WHAT YOU ARE ASKED TO DO –
In the records that follow, the lines from the one containing "column 1077, row 625" to the one containing "column 409, row 301", inclusive, are to be given again exactly.
START MATERIAL FOR THIS TASK
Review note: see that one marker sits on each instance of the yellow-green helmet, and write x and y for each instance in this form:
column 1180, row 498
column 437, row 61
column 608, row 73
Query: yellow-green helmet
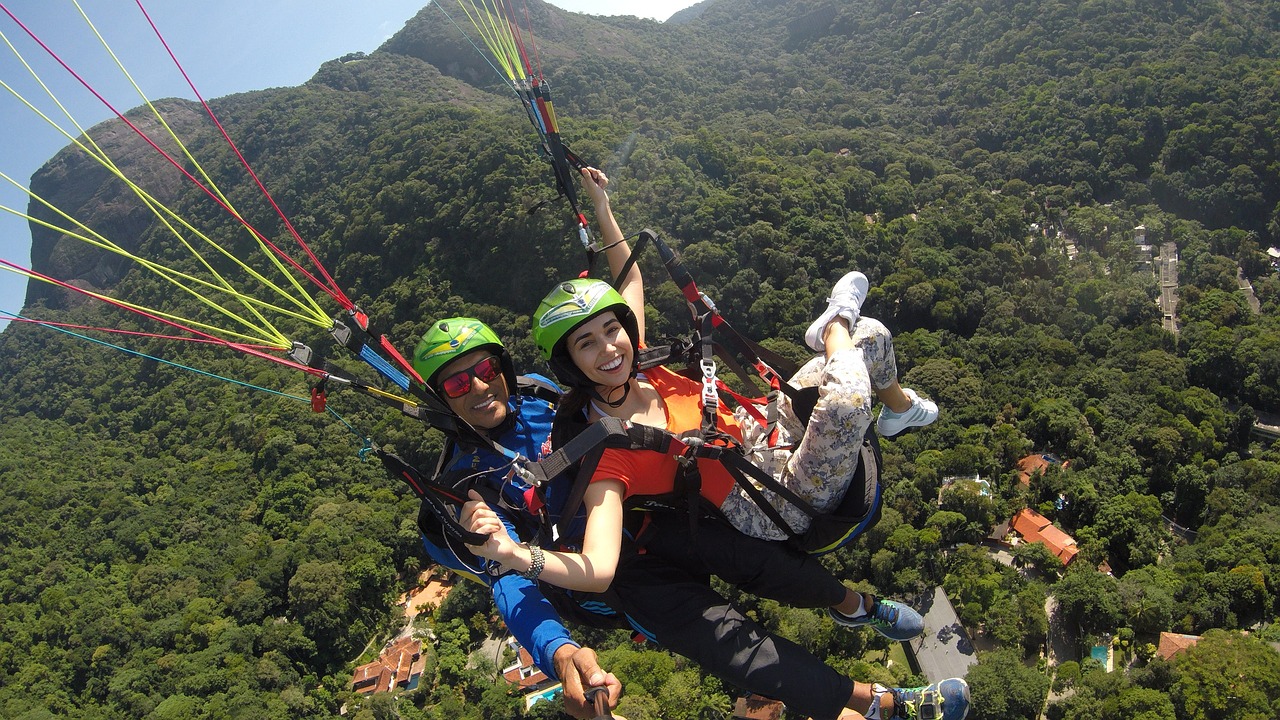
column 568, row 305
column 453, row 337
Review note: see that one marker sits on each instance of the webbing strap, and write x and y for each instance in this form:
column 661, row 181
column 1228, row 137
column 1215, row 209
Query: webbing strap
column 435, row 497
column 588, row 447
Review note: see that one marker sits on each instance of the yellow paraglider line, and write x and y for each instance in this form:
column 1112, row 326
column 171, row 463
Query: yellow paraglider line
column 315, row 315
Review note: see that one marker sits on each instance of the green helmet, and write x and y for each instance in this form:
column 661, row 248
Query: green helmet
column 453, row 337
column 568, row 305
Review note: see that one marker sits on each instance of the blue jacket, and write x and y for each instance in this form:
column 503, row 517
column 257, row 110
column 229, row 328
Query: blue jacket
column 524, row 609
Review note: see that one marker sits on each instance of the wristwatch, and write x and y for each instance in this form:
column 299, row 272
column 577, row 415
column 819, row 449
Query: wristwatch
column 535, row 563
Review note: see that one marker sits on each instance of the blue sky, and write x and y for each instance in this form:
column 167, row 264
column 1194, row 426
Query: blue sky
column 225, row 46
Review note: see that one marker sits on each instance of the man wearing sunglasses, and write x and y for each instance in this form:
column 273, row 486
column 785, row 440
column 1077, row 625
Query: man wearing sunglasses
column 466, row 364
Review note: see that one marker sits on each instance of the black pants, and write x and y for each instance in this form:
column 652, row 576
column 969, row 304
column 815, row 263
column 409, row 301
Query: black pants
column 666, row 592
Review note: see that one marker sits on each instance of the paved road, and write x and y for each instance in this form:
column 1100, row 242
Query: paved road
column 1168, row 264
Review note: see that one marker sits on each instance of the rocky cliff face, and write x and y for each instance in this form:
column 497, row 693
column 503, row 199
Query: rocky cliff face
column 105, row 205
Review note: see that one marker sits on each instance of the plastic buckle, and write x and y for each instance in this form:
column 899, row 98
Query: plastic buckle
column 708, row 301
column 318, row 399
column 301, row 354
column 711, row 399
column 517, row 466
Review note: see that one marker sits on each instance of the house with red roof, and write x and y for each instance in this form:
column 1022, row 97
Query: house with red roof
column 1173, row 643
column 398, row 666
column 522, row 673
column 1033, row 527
END MATERIAL FOR THIS TASK
SOLUTION –
column 1077, row 625
Query: man wearing sunglasses
column 466, row 364
Review note: see that one marker sits on each instance of the black pants, and write x and y for each instance in this form:
column 652, row 576
column 969, row 304
column 815, row 263
column 409, row 301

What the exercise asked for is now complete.